**INSTRUCTIONS FOR THE TASK**
Retype, word for word, every line of the records below starting at the one that contains "[[255, 310]]" and ending at the one that contains "Task: point out the roof"; include both of those lines and nothing more.

(Saved entries)
----
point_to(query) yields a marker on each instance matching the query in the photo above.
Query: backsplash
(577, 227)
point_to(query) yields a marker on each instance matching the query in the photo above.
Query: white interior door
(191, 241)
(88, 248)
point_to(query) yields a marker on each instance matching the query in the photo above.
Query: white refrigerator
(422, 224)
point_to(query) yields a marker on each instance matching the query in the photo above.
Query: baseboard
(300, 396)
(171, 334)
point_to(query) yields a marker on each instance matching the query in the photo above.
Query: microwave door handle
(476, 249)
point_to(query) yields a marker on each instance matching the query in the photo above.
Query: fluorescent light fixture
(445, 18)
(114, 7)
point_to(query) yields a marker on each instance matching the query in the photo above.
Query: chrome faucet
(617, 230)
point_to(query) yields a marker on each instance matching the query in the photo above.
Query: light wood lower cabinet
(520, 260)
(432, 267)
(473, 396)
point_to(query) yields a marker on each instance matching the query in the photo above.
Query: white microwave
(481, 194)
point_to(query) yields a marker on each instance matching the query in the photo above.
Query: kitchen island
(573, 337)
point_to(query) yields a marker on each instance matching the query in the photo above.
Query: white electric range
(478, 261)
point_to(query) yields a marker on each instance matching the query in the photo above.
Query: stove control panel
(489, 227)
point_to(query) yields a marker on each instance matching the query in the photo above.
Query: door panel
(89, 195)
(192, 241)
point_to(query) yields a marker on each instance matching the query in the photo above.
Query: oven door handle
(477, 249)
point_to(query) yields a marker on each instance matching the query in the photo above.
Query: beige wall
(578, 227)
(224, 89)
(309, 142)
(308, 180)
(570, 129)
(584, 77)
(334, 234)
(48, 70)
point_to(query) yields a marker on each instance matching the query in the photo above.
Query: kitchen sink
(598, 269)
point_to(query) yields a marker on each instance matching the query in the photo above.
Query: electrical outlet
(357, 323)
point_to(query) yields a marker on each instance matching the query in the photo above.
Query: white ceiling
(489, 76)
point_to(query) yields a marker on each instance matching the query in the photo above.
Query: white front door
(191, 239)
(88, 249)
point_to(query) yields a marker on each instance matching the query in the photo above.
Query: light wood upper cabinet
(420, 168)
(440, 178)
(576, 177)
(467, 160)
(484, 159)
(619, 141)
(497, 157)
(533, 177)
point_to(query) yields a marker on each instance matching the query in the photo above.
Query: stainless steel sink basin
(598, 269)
----
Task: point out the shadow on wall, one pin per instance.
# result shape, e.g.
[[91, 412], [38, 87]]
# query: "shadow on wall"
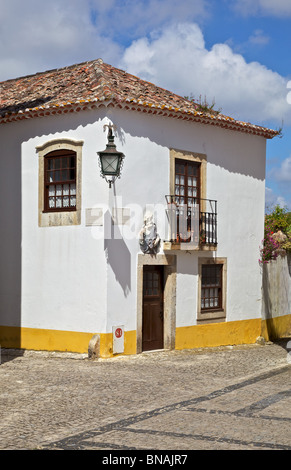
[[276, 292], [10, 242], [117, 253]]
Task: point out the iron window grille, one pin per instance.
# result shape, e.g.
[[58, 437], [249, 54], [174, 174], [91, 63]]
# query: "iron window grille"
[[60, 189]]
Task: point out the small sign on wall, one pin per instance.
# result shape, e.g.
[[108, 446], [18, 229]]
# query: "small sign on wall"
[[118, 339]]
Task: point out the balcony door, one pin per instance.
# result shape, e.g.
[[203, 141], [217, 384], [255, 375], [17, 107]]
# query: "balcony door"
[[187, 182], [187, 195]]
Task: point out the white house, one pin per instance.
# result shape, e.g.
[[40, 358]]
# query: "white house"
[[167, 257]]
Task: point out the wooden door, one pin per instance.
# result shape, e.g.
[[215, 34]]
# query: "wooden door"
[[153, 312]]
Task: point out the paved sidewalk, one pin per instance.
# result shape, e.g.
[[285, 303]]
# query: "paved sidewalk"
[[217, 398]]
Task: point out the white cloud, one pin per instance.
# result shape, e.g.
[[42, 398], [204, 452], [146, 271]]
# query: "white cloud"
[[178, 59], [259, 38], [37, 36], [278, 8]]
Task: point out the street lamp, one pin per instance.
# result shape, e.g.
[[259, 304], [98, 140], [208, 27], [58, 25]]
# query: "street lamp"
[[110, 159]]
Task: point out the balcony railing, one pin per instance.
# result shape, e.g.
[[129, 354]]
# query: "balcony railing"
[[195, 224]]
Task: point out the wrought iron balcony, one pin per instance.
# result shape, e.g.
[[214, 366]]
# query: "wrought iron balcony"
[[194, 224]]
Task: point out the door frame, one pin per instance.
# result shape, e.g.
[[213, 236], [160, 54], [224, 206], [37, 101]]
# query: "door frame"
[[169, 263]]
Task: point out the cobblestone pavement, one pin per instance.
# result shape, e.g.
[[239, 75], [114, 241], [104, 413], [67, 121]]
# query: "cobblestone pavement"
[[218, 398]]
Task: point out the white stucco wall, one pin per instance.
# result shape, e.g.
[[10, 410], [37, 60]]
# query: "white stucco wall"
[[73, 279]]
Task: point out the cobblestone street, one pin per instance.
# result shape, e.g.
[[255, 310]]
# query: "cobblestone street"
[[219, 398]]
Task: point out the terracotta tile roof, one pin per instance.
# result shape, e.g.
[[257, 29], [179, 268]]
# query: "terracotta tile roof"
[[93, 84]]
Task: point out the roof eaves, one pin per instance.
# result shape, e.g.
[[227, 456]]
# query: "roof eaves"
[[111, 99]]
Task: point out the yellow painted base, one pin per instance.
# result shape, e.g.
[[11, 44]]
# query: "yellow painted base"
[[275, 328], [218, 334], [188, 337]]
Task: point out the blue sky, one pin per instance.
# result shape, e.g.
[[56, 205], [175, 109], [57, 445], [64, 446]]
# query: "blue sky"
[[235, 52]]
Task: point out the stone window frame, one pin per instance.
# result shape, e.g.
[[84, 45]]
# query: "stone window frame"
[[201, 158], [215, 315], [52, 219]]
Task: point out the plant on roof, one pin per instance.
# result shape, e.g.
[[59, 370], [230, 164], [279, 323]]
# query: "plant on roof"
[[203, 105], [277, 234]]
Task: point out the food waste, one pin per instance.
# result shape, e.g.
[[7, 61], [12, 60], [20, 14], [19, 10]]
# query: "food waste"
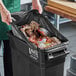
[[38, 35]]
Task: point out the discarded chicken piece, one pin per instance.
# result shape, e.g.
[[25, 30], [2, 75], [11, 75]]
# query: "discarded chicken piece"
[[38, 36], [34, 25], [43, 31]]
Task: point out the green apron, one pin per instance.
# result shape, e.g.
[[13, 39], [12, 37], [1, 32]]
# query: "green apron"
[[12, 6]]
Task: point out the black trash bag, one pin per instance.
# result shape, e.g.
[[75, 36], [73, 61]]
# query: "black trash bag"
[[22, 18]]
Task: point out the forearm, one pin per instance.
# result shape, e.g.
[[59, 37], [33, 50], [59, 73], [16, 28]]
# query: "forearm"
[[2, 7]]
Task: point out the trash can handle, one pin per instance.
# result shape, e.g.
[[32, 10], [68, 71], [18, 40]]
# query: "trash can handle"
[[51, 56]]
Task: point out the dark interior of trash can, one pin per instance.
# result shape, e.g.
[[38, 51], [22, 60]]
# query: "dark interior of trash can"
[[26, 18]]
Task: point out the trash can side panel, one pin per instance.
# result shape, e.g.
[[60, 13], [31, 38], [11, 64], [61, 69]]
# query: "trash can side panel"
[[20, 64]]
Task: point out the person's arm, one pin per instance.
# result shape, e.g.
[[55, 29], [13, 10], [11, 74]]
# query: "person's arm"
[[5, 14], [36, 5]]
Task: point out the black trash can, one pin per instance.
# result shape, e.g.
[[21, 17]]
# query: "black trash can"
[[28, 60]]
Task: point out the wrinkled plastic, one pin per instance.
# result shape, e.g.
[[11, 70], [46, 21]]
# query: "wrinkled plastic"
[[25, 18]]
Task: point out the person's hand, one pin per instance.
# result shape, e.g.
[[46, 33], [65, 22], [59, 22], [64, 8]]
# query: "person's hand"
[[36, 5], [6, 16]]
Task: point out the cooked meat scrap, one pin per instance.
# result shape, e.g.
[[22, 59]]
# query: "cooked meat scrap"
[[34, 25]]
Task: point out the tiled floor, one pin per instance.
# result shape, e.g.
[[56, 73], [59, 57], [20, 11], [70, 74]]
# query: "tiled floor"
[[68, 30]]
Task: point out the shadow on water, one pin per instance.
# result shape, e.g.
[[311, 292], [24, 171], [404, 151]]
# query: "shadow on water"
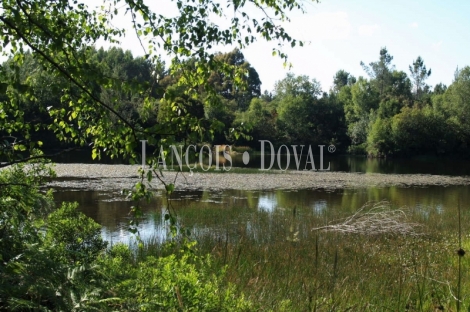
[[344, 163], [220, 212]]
----
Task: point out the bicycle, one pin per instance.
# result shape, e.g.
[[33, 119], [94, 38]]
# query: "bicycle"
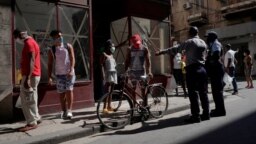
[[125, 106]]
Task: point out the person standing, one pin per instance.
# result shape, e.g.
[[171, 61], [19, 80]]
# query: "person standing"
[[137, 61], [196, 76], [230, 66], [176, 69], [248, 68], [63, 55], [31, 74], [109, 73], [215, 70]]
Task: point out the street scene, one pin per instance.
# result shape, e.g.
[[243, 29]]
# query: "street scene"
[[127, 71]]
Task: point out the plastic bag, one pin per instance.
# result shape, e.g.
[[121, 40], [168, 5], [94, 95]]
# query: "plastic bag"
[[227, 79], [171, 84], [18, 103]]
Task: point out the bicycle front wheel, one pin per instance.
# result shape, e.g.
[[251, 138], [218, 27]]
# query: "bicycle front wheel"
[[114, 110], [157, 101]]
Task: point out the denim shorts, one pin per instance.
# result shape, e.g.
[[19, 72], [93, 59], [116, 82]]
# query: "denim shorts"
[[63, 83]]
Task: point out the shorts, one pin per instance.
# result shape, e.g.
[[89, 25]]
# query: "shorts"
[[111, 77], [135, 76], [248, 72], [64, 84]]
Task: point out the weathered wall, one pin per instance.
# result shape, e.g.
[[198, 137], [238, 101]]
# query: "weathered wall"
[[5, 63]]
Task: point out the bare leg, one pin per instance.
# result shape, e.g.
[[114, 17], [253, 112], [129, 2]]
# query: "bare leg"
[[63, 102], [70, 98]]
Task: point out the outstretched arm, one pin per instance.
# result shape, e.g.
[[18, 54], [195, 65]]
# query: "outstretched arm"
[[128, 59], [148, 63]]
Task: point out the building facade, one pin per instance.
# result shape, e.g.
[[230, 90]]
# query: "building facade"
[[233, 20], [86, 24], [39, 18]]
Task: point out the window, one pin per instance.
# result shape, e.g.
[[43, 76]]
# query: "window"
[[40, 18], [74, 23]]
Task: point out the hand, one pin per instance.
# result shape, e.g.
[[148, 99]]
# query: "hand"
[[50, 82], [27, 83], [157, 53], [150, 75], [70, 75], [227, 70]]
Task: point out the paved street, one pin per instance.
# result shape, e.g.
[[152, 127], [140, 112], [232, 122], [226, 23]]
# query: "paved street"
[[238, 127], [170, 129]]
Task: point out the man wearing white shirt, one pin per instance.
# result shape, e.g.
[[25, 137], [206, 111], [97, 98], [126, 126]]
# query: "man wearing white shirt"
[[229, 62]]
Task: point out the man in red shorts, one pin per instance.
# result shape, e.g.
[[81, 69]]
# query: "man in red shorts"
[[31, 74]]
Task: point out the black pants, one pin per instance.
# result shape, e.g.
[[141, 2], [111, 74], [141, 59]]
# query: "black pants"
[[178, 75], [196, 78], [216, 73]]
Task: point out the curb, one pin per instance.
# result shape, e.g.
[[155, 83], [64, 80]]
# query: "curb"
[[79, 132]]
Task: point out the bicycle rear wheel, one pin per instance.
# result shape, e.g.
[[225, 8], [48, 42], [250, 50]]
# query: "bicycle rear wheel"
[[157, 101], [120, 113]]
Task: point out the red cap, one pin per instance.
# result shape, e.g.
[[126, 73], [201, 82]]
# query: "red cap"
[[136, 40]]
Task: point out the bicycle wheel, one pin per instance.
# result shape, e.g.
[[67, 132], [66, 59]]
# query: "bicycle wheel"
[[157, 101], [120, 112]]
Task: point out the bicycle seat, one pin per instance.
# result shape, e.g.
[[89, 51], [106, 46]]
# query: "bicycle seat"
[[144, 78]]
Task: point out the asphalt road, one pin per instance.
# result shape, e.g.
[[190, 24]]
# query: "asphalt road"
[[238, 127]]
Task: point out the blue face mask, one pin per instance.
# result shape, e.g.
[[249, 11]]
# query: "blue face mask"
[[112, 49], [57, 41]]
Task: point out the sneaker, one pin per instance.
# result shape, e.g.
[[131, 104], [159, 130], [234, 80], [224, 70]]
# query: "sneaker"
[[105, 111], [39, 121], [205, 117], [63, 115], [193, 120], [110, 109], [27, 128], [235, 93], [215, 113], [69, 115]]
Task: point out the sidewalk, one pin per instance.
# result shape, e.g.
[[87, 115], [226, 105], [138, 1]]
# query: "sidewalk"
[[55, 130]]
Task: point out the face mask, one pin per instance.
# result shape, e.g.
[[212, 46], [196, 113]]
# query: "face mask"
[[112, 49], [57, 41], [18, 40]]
----
**EXPECTED ANSWER**
[[255, 310]]
# query: "cobblestone street"
[[219, 398]]
Task: point out the terracotta tile roof, one pin per instance.
# result shape, e.g.
[[257, 29], [179, 268]]
# query: "terracotta tile roof"
[[93, 84]]
Task: point out the roof eaves, one pin per instance.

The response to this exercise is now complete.